Énoncé écrit 1:
Recopiez telles quelles les lignes des entrées, depuis la toute première ligne des entrées jusqu'à la ligne contenant « parts: an instance », celle-ci comprise.

Passage présenté:
L’endroit où se concrétise cette aventure s’appelle Maicao (Guajira), dans un petit quartier, Los comuneros. En compagnie du Frère Héctor Colala et avec la collaboration de la Pastorale Sociale, la maison mariste « Un cœur sans frontières – Maicao » a ouvert ses portes le 6 juin dernier, afin d’accueillir des enfants de migrants vénézuéliens et de colombiens de retours. Ce projet de la Communauté mariste de la Province Norandina accueille des enfants entre 5 et 14 ans, durant la journée. Avec eux, des gens sont joints à nous avec un grand désir d'aider ; le fait d’y faire référence m’aide à comprendre que Dieu nous a ouvert des chemins et qu’il est présent avec nous: Pamela, Diani, Sandra, font de plus en plus partie du projet, jour après jour.

Depuis la première journée, j’ai entendu tant choses de la part des parents de ces enfants. Dans  l’innocence de ces enfants, il se cache une certaine tristesse derrière leur sourire. La vie ne te prépare pas à ce genre de situations jusqu’à ce que tu aies à les vivre. Nous croyons avoir tout réglé, planifié, projeté… Cependant, il y a des circonstances qui nous obligent à tout laisser : tout ce qui était à nous, tout ce qui faisait partie de notre quotidien, y compris les personnes que nous aimons; abandonner nos racines, ce morceau de terre que l’on appelle notre foyer; traverser des frontières à la recherche d’une nouvelle opportunité. Et nous partons avec des rêves brisés, pleins de crainte, seuls ou entourés de nos familles, de nos enfants; nous nous laissons porter vers une autre terre, et la route devient sans fin en pensant au passé, préoccupés pour ceux que nous laissons ou pour ceux qui viennent avec nous vers un destin incertain. Et le souffle du vent qui siffle à nos oreilles se transforme en un cri qui surgit du fond de notre être « Tout va bien aller », pour nous donner du courage, en fixant un sourire au milieu de l’angoisse.

Énoncé écrit 2:
Dans le passage sur la maison mariste de Maicao, relevez s'il vous plaît toutes les personnes désignées par leur nom.

Entrées fournies:
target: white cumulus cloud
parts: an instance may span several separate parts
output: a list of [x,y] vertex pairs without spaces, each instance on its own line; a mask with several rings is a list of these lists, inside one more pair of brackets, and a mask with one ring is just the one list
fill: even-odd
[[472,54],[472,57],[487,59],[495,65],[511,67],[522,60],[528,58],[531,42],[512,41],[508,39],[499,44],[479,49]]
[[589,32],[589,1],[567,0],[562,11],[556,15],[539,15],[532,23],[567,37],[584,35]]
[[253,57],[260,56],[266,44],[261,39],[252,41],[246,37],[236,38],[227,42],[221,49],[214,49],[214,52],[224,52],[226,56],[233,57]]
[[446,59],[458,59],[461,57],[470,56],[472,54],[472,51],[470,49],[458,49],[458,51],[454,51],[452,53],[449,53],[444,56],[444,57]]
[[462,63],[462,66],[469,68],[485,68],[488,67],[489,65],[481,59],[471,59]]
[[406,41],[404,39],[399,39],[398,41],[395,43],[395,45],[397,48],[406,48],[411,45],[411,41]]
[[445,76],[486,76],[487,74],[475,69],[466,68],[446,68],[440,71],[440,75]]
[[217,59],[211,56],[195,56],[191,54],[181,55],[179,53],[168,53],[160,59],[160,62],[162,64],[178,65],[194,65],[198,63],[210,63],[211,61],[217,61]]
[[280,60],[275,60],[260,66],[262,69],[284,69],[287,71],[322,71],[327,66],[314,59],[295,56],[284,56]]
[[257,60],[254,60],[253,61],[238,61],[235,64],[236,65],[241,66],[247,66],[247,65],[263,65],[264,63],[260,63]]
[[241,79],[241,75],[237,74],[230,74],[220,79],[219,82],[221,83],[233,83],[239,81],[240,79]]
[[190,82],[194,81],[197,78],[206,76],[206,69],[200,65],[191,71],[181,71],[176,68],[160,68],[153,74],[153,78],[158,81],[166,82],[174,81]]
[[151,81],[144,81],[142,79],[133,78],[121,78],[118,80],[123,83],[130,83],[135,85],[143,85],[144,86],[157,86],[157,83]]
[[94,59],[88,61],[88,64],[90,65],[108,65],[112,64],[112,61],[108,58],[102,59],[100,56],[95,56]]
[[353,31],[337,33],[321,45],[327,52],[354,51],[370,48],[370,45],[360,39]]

Réponse écrite 1:
target: white cumulus cloud
parts: an instance may span several separate parts

Réponse écrite 2:
- Frère Héctor Colala
- Pamela
- Diani
- Sandra